- Opening Delimiter -

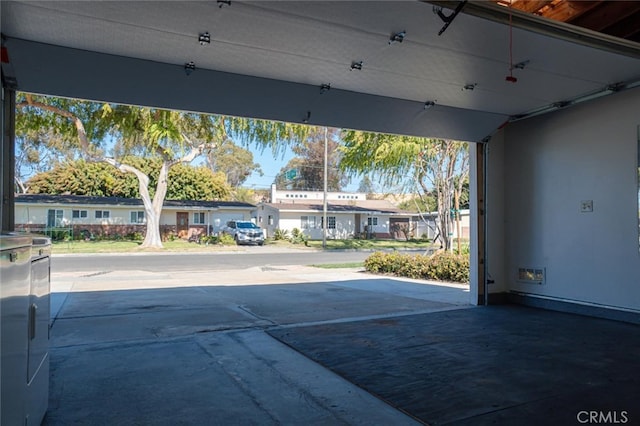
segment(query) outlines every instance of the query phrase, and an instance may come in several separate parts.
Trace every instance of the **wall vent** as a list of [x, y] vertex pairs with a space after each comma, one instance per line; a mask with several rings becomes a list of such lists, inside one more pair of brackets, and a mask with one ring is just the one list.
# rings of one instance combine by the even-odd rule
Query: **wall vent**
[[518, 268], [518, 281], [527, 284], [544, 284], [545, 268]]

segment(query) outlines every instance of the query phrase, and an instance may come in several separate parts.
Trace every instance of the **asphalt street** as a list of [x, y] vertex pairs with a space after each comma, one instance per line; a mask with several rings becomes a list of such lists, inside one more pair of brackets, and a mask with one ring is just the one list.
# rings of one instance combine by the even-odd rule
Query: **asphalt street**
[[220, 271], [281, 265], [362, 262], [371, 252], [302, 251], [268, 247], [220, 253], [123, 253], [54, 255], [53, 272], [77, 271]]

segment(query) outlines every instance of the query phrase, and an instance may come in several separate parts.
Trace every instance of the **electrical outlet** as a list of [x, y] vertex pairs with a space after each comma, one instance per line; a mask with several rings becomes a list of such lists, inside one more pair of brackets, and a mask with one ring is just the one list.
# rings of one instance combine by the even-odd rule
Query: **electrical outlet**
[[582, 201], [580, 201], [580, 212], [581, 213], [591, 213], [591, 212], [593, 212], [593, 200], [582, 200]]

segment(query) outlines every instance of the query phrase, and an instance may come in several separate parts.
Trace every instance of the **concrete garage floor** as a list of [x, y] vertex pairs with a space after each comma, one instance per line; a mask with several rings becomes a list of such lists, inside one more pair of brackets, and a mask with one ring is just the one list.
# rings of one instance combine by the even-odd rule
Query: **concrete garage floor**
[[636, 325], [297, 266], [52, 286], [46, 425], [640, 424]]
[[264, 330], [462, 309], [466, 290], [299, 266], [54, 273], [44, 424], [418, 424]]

- Closing Delimiter -
- Opening Delimiter -

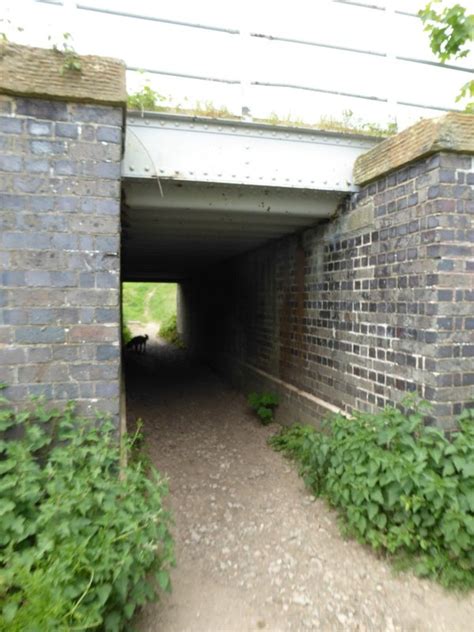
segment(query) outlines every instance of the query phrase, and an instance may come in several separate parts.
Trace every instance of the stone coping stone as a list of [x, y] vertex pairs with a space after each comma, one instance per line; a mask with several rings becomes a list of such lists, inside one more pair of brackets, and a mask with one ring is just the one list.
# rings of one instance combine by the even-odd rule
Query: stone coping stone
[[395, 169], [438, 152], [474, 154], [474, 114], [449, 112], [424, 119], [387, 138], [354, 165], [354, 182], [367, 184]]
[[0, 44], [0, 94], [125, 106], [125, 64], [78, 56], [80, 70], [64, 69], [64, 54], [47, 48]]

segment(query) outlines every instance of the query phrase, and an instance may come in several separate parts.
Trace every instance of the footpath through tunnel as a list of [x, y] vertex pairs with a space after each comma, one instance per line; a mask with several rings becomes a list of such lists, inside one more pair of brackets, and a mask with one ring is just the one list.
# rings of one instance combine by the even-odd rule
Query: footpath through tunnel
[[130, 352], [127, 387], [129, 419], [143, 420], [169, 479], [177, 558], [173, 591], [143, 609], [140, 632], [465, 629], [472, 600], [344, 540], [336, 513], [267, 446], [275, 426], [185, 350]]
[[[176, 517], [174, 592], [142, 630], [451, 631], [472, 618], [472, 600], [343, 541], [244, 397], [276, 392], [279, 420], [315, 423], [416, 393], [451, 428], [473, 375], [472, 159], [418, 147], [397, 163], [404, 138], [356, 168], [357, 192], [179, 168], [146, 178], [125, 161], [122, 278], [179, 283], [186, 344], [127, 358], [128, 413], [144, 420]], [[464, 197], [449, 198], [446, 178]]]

- Closing Delimiter -

Requirement
Locate the word "pairs" in the entries, and copy every line where it is found.

Answer below
Trace every instance of the **wall vent** as a list of [x, y] vertex pairs with a space after each comma, one instance per line; a mask with several rings becomes a list of such lists, inside one more pair of brackets, and a mask with one ring is just the one list.
Trace every instance of the **asphalt street** as a list of [x, y] vertex pairs with a space after each comma, one instance per line; a mask with several rings becomes a list of such lists, inside one more pair of brackets, and a mask with one ring is just the one list.
Trace every instance of the **electrical outlet** as a list of [x, y] vertex pairs with a space after each comma, one instance per line; a mask with several rings becomes a list of such lists, inside one more pair of brackets, and a mask with one ring is just the one list.
Trace every instance of the **concrete garage floor** as a list of [x, y] vertex pairs with a space after each comma, one instance per line; a mask with several rings becomes a list of such lists, inside one more pair of brackets, and a mask with one ring is just the one list.
Trace every instance of the stone coping stone as a list of [x, y] vertex pairs with a space after each comma, one instance per line; a mask with several rings becomes a list of such lists, inside one more pair of brackets, and a mask with one ring is just the one list.
Trace every instance of the footpath through tunnel as a list of [x, y] vertex pairs with a space after each comma, one instance per line; a mask with several rings becomes a list of such lists, inside one more pair of brackets, and a mask with one ring is just the one list.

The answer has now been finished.